Tekst źródłowy:
Każdego roku organizujemy co najmniej jeden, zagraniczny wyjazd doskonalący umiejętności wspinaczki wielowyciągowej. W połowie kwietnia 2023 zrealizowaliśmy pierwszy, z dwóch zaplanowanych na ten sezon warsztatów. Mimo niskich prognozowanych temperatur oraz licznych opadów, z przygotowanymi wieloma alternatywnymi rejonami i scenariuszami działań, ruszyliśmy 10cio osobową (7 kursantów i 3 instruktorów) ekipą, 16 kwietnia o 4 nad ranem z Bielska-Białej :)
Ostrzeżenie:
Wspinaczka i inne pokrewne dyscypliny, należą do sportów z natury niebezpiecznych. Polska Szkoła Alpinizmu (Niepubliczna Placówka Kształcenia Ustawicznego), nie bierze odpowiedzialności za samodzielne stosowanie zawartych treści, ani też za potencjalne błędne zrozumienie części lub całości tekstu, niezgodne z intencją autora.
Osoby preferujące styl OS, nie powinny przyglądać się zbyt dokładnie zdjęciom, a tym bardziej czytać ich opisów!
Zdjęcia: OffaMedia.com (& Bożena Cieślar, Marta Halejko, Norbert Kubiszyn, Mateusz Gutek)
Thalhofergrat
Ok. 10 byliśmy już w Austrii, w rejonie Thalhofergrat. Temperatura poniżej 10° i ogólna wilgotność nie nastawiały pozytywnie, ale okazało się, że na drogach, na których chcieliśmy zweryfikować i przypomnieć schemat wspinaczki wielowyciągowej, było sucho i po chwili nawet całkiem komfortowo – jeżeli chodzi o temperaturę :)
Osłonięcie od wiatru i co jakiś czas wychodzące słońce, pozwoliły zrealizować plan na ten dzień. Bardzo fajne i odpowiednio wycenione, okazały się być drogi: Rauber Hotzenplotz (4+), Potz-Blitz (4) i Herbstnacht (5-).
Na koniec, wbiłem się jeszcze z Norbertem w 37mio metrowe Betthupferl z dużą ilością gwiazdek w topo i wyceną niby 7 (czyli 6b/VI.1). Bardzo fajna, lita i techniczna droga, rozpatrując teren nad pierwszym stanowiskiem. Ale bez jaj – 6b to nie ma w żaden sposób, bardziej 6c+. Jak już się wie co i jak, to mocne 6c powinno wystarczyć. Wymagające ruchy w połogu, potem crux na tarciowych stopniach z niełatwą sekwencją przez faka ;)

Zadanie 1: Ile osób liczyła ekipa, która według tekstu o wyjeździe wspinaczkowym ruszyła 16 kwietnia z Bielska-Białej?
Tekst i listing to dwa odrębne, niezwiązane ze sobą materiały.

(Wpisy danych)
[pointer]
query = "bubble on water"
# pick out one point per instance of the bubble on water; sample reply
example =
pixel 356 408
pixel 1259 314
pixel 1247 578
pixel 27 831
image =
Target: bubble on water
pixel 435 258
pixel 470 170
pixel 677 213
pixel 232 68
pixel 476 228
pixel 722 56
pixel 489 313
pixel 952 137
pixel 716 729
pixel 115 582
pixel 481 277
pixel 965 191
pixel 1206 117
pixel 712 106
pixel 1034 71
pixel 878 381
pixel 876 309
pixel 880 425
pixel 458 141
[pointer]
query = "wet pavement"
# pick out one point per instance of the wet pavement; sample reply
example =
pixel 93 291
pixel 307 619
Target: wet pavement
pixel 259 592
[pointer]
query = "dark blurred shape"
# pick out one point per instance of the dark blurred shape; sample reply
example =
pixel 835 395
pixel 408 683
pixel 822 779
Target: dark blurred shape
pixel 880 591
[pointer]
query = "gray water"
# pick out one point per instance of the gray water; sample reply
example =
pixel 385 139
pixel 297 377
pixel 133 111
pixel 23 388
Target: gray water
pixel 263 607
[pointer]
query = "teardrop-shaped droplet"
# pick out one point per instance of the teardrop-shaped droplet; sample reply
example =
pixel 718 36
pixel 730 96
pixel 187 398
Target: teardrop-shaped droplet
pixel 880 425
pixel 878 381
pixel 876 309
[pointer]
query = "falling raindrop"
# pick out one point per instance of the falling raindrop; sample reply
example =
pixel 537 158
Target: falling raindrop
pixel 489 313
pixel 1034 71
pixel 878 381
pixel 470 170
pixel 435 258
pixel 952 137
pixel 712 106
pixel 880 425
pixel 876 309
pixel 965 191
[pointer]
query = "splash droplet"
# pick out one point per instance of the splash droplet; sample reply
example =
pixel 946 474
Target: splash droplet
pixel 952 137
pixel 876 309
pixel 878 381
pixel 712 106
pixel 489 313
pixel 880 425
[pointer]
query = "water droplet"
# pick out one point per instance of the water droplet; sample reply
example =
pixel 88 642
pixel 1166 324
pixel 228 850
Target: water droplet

Zadanie 2: Proszę podać jako tabelę Markdown linie listingu, zaczynając od jego pierwszej linii i idąc dalej aż do linii z "pixel 232 68", obie włącznie, bez pustych linii. Kolumny nazwij „Nr” i „Linia”.

Poprawna odpowiedź 1: Dziesięć osób: 7 kursantów i 3 instruktorów.

Poprawna odpowiedź 2:
| Nr | Linia |
|---|---|
| 1 | [pointer] |
| 2 | query = "bubble on water" |
| 3 | # pick out one point per instance of the bubble on water; sample reply |
| 4 | example = |
| 5 | pixel 356 408 |
| 6 | pixel 1259 314 |
| 7 | pixel 1247 578 |
| 8 | pixel 27 831 |
| 9 | image = |
| 10 | Target: bubble on water |
| 11 | pixel 435 258 |
| 12 | pixel 470 170 |
| 13 | pixel 677 213 |
| 14 | pixel 232 68 |